Using the entries that follow, write out the line containing "positive clicks: (535, 312)", the line containing "positive clicks: (607, 160) (582, 227)", and every line between them, exactly and nothing else.

-------

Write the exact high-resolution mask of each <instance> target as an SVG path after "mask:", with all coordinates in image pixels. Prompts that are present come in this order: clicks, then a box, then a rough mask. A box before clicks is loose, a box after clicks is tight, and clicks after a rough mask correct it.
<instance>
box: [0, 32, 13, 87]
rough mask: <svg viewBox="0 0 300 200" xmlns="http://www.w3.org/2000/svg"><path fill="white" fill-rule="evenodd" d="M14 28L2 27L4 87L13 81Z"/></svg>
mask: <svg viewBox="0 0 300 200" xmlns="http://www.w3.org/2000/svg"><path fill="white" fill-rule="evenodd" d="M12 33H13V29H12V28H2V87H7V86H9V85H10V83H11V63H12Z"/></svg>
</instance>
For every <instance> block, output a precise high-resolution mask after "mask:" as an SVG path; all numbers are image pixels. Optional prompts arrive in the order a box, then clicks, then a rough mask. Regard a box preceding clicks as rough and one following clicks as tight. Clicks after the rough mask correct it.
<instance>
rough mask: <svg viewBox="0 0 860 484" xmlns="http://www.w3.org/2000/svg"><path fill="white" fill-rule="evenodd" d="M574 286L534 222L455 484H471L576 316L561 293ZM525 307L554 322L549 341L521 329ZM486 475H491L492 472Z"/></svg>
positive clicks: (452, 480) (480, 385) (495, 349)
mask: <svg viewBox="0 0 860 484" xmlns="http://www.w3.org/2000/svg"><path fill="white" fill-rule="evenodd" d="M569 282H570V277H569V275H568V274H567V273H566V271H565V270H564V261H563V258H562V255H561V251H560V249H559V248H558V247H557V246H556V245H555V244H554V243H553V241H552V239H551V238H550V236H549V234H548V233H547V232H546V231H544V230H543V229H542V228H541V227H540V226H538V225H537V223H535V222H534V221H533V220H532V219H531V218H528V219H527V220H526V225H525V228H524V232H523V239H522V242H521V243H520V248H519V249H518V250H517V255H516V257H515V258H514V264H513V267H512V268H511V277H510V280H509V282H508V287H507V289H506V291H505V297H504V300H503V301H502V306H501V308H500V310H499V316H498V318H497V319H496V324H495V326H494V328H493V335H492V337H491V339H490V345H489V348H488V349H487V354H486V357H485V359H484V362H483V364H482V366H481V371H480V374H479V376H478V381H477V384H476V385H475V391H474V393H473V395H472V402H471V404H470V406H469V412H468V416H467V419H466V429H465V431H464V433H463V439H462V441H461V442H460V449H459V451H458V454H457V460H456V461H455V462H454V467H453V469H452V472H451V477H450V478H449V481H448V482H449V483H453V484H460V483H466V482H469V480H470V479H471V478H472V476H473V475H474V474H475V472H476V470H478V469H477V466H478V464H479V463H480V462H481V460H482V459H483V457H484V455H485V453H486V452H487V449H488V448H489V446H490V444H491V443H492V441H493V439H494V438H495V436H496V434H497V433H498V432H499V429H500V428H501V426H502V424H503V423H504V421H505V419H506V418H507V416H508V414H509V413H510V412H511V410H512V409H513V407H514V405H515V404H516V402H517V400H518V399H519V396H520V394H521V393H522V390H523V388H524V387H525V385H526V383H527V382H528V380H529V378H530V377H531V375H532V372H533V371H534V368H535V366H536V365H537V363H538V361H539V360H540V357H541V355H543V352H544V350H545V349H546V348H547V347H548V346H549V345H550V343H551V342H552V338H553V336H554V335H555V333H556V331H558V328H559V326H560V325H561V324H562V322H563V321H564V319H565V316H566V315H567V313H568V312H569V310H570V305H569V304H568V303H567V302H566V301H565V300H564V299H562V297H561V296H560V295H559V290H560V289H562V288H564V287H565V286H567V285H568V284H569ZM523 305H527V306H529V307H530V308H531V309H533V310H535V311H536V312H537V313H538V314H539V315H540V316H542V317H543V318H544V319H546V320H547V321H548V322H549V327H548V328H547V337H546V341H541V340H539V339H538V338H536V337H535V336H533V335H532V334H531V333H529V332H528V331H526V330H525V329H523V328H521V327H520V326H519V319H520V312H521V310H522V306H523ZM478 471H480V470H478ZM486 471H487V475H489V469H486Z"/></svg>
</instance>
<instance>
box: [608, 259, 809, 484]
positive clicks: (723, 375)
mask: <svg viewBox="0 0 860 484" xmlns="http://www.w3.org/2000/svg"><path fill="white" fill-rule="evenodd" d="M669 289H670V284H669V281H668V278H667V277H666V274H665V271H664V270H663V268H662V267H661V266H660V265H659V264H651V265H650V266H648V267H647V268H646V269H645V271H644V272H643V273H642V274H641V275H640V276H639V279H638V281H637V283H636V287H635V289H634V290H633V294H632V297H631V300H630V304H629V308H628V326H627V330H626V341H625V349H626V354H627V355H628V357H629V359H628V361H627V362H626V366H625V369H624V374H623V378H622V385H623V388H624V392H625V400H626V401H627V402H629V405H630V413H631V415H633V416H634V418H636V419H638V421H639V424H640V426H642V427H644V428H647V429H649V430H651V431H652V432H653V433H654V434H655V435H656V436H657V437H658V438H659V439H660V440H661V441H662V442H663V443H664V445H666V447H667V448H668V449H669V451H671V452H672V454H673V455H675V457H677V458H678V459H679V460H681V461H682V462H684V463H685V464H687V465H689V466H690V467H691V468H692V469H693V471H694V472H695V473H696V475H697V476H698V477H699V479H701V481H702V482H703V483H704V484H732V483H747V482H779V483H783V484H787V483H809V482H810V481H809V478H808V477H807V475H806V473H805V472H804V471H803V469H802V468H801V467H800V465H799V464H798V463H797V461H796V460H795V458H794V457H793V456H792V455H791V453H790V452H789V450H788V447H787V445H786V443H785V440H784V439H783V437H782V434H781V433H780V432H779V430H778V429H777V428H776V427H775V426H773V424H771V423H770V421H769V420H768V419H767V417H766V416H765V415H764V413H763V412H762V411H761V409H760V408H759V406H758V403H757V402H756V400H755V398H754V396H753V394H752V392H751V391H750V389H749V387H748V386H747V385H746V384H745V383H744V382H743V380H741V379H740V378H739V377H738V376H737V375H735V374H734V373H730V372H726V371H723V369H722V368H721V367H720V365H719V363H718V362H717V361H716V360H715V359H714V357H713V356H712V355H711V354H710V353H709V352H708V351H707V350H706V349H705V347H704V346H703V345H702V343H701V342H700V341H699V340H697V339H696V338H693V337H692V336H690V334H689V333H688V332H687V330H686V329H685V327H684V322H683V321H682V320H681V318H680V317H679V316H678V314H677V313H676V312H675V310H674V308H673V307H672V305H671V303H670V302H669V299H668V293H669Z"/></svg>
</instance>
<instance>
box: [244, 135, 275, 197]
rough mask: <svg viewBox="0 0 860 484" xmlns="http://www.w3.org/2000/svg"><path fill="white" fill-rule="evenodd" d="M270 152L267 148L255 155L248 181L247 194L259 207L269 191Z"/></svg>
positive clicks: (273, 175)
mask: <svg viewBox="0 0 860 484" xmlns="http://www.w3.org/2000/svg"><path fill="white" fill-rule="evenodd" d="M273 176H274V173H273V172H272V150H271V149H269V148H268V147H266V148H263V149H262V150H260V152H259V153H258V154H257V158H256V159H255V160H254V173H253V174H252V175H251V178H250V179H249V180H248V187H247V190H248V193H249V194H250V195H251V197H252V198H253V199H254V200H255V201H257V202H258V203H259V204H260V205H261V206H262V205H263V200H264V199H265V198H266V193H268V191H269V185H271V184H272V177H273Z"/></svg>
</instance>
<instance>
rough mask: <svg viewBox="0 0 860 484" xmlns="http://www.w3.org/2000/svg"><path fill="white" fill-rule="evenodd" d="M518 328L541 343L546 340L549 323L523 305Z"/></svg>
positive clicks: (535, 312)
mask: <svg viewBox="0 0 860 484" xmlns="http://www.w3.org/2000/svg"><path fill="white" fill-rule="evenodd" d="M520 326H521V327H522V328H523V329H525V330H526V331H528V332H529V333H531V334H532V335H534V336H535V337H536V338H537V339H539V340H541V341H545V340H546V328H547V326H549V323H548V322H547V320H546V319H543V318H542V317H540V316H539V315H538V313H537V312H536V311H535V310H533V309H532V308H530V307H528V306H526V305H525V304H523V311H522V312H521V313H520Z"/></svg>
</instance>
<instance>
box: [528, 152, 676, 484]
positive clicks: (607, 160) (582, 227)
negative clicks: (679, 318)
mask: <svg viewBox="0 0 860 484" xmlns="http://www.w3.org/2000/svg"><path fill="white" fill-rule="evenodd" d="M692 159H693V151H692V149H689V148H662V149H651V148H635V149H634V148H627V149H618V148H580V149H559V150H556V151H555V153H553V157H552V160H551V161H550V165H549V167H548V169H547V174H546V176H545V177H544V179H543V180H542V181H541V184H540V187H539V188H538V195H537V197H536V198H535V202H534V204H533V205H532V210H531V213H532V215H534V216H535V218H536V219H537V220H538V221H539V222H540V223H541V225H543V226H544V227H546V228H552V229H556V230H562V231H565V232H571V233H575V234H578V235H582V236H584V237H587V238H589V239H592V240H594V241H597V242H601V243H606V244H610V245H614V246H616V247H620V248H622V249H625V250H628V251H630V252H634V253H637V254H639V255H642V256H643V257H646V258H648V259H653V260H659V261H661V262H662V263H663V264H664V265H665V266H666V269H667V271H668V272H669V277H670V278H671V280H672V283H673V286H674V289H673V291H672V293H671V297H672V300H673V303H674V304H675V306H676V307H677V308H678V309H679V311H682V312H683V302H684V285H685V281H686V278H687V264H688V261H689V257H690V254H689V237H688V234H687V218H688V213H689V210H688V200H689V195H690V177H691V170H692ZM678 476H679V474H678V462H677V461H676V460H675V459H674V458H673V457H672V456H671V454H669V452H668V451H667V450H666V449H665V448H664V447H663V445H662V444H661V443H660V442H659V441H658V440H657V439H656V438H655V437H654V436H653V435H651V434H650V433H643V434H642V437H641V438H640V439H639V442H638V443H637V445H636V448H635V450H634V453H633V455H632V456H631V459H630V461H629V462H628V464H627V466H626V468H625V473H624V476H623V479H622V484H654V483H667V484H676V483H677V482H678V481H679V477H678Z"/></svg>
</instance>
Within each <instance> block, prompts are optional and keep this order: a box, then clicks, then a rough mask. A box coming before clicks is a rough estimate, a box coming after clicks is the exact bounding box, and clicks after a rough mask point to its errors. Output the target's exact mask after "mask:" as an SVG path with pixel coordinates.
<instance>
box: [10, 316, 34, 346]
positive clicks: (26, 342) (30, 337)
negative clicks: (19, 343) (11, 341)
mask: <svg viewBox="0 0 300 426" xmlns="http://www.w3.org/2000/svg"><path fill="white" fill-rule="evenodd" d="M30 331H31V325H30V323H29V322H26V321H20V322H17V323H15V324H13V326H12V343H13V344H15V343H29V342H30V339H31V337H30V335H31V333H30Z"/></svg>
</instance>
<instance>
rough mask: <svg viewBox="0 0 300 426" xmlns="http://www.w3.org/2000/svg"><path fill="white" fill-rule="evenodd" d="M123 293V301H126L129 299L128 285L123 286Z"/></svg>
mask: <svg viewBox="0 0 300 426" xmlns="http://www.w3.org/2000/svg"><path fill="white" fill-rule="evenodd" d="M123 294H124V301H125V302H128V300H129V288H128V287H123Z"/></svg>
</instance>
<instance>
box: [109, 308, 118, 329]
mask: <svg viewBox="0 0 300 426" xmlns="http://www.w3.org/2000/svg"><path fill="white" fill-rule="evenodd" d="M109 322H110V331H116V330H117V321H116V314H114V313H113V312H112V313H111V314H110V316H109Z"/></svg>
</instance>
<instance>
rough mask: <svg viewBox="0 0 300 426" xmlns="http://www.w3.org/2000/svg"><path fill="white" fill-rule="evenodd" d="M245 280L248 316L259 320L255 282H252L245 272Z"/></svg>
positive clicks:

-------

- _RESPONSE_
positive clicks: (535, 312)
mask: <svg viewBox="0 0 860 484" xmlns="http://www.w3.org/2000/svg"><path fill="white" fill-rule="evenodd" d="M520 326H521V327H522V328H523V329H525V330H526V331H528V332H529V333H531V334H532V335H534V336H535V337H536V338H537V339H539V340H541V341H545V340H546V328H547V326H549V323H548V322H547V320H546V319H543V318H542V317H540V316H539V315H538V313H537V312H536V311H535V310H533V309H532V308H530V307H528V306H526V305H525V304H523V311H522V312H521V313H520Z"/></svg>
</instance>
<instance>
box: [528, 152, 676, 484]
positive clicks: (607, 160) (582, 227)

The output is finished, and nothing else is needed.